* **SHORT EXERCISE A**
Please copy the entries word for word, from their start through the line that holds "left=718, top=472, right=1041, bottom=602", inclusive, and omit the pictures from your answer.

* **EXCERPTED PASSAGE**
────────

In resume, I would like to extract from my grid and its edges the different land parts as separate polydata. I have tried with the python module shapely and the polygonize function, it works but not with 3D coordinates (https://shapely.readthedocs.io/en/latest/reference/shapely.polygonize.html).
import pyvista as pv
! wget -q -nc https://thredds-su.ipsl.fr/thredds/fileServer/ipsl_thredds/brocksce/pyvista/mesh.vtk
mesh = pv.PolyData('mesh.vtk')
edges = mesh.extract_feature_edges(boundary_edges=True)
pl = pv.Plotter()
pl.add_mesh(pv.Sphere(radius=0.999, theta_resolution=360, phi_resolution=180))
pl.add_mesh(mesh, show_edges=True, edge_color="gray")
pl.add_mesh(edges, color="red", line_width=2)
viewer = pl.show(jupyter_backend='pythreejs', return_viewer=True)
display(viewer)
Any idea?
Here is a solution using vtk.vtkStripper() to join contiguous segments into polylines.
See thread from https://discourse.vtk.org/t/get-a-continuous-line-from-a-polydata-structure/9864
import pyvista as pv
import vtk
import random
! wget -q -nc https://thredds-su.ipsl.fr/thredds/fileServer/ipsl_thredds/brocksce/pyvista/mesh.vtk
mesh = pv.PolyData('mesh.vtk')
edges = mesh.extract_feature_edges(boundary_edges=True)
pl = pv.Plotter()
pl.add_mesh(pv.Sphere(radius=0.999, theta_resolution=360, phi_resolution=180))
pl.add_mesh(mesh, show_edges=True, edge_color="gray")
regions = edges.connectivity()
regCount = len(set(pv.get_array(regions, name="RegionId")))
connectivityFilter = vtk.vtkPolyDataConnectivityFilter()
stripper = vtk.vtkStripper()

────────

[Rows from a box-labeling dataset]
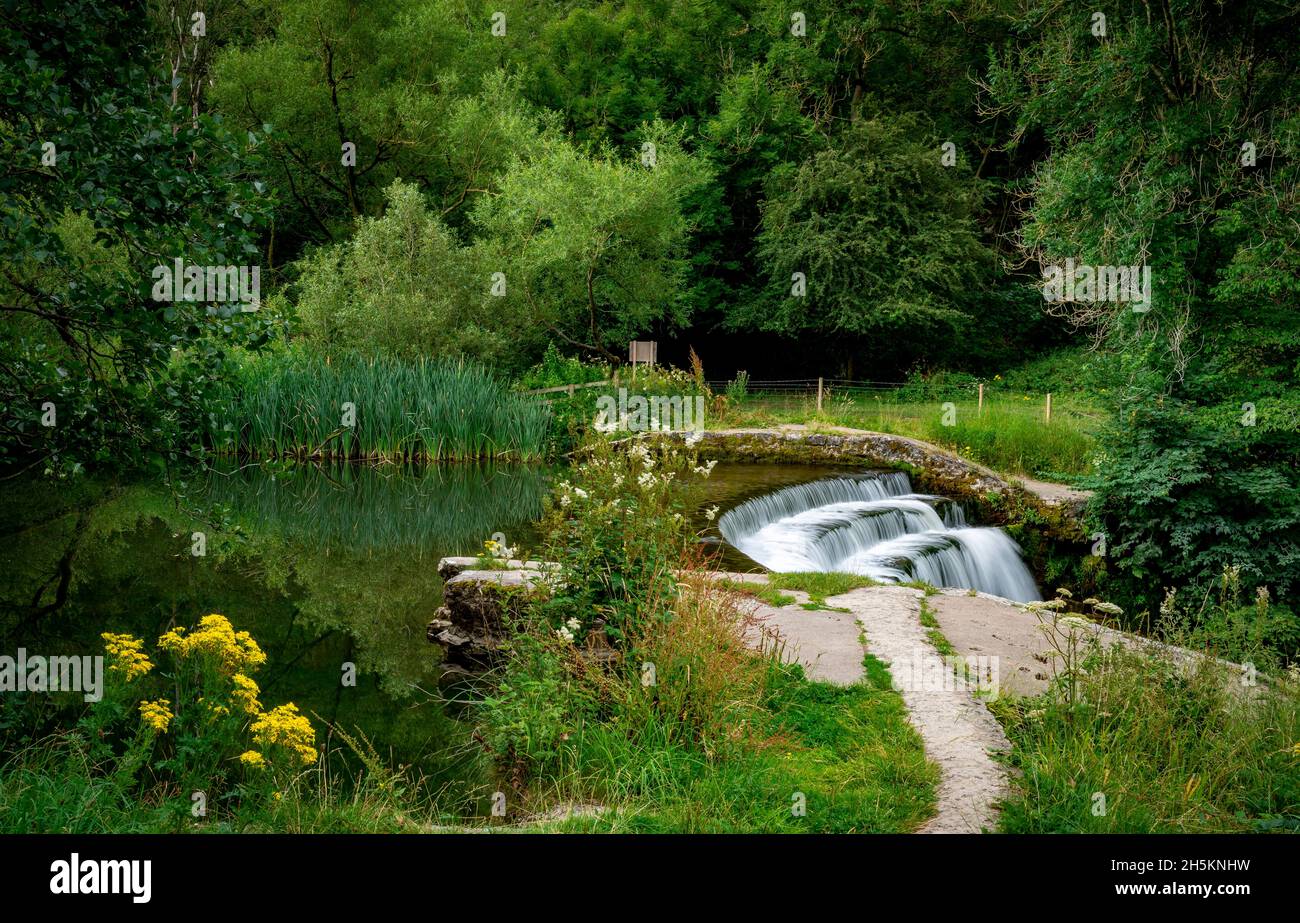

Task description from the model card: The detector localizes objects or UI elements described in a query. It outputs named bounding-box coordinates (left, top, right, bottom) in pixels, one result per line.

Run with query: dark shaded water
left=0, top=464, right=1034, bottom=797
left=0, top=465, right=549, bottom=811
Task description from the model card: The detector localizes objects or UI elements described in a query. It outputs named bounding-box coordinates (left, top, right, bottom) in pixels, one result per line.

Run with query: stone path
left=719, top=575, right=1010, bottom=833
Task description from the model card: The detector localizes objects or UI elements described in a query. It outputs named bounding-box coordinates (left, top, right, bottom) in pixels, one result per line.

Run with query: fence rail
left=524, top=374, right=1102, bottom=423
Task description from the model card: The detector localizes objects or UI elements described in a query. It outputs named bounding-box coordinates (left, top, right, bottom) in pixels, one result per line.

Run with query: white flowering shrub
left=540, top=441, right=714, bottom=646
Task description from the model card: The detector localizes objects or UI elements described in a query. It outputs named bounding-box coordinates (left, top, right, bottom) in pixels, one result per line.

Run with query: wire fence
left=707, top=378, right=1102, bottom=430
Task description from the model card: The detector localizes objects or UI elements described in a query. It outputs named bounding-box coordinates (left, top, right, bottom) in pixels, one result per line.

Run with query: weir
left=718, top=472, right=1041, bottom=602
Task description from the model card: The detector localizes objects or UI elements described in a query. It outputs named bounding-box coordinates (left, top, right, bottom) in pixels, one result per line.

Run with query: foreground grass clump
left=480, top=443, right=936, bottom=831
left=720, top=571, right=876, bottom=611
left=992, top=637, right=1300, bottom=833
left=208, top=351, right=550, bottom=462
left=0, top=614, right=432, bottom=833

────────

* **SHORT EXERCISE B**
Go on with the forum thread about extracting separate land parts from a PyVista mesh, starting right after its last line.

* **EXPECTED ANSWER A**
Task description from the model card: The detector localizes objects or UI elements described in a query. It outputs named bounding-box coordinates (left, top, right, bottom) in pixels, one result per line.

Run with query: dark shaded water
left=0, top=464, right=1034, bottom=797
left=0, top=465, right=549, bottom=811
Task description from the model card: The detector localizes objects or UI elements described in a query. It outputs named bounding-box coordinates (left, top, right, bottom) in pixels, one result per line.

Run with query: stone path
left=719, top=575, right=1010, bottom=833
Task description from the model card: The detector localizes objects or UI elements described in a query. It outputs named bounding-box coordinates (left, top, right, bottom) in pixels, one result per line.

Run with query: fence rail
left=524, top=374, right=1102, bottom=423
Task description from the model card: The detector localizes objects or UI elements described in a query. It outputs named bounding-box coordinates (left, top, right, bottom) in pixels, one result per line.

Run with query: white flowering shrub
left=540, top=441, right=714, bottom=646
Task description from the model card: The detector localizes objects or UI elements described in a query. It outputs named bounding-box coordinates (left, top, right, bottom) in pixels, one result per line.

Run with query: wire fence
left=707, top=378, right=1102, bottom=430
Task description from the model card: The detector localizes objects or UI elements described in a query. It outputs named bounding-box coordinates (left, top, right, bottom) in pixels, one result per line.

Run with query: weir
left=718, top=472, right=1041, bottom=602

* **EXPECTED ANSWER B**
for r in range(regCount):
connectivityFilter.SetInputData(edges)
connectivityFilter.SetExtractionModeToSpecifiedRegions()
connectivityFilter.InitializeSpecifiedRegionList()
connectivityFilter.AddSpecifiedRegion(r)
connectivityFilter.Update()
stripper.SetInputData(connectivityFilter.GetOutput())
stripper.SetJoinContiguousSegments(True)
stripper.Update()
reg = stripper.GetOutput()
random_color = "#"+''.join([random.choice('0123456789ABCDEF') for i in range(6)])
pl.add_mesh(reg, color=random_color, line_width=4)
viewer = pl.show(jupyter_backend='pythreejs', return_viewer=True)
display(viewer)
This has come up before in github discussions. The conclusion was that PyVista doesn't have anything built-in to reorder edges, but there might be third-party libraries that can do this (this answer mentioned libigl, but I have no experience with that).
I have some ideas on how to tackle this, but there are concerns about the applicability of such a helper in the generic case. In your specific case, however, we know that every edge is a closed loop, and that there aren't very many of them, so we don't have to worry about performance (and especially memory footprint) that much.
Here's a manual approach to reordering the edges by building an adjacency graph and walking until we end up where we started on each loop:
from collections import defaultdict
import pyvista as pv
# load example mesh
mesh = pv.read('mesh.vtk')
# get edges
edges = mesh.extract_feature_edges(boundary_edges=True)
# build undirected adjacency graph from edges (2-length lines)
# (potential performance improvement: use connectivity to only do this for each closed loop)
# (potentially via calling edges.split_bodies())
lines = edges.lines.reshape(-1, 3)[:, 1:]
adjacency = defaultdict(set) # {2: {1, 3}, ...} if there are lines from point 2 to point 1 and 3
for first, second in lines:
adjacency[first].add(second)
adjacency[second].add(first)
# start looping from whichever point, keep going until we run out of adjacent points
points_left = set(range(edges.n_points))
loops = []
while points_left:
point = points_left.pop() # starting point for next loop
loop = [point]
loops.append(loop)
while True:
# keep walking the loop
neighb = adjacency[point].pop()
loop.append(neighb)
if neighb == loop[0]:
# this loop is done
break
# make sure we never backtrack
adjacency[neighb].remove(point)
# bookkeeping
points_left.discard(neighb)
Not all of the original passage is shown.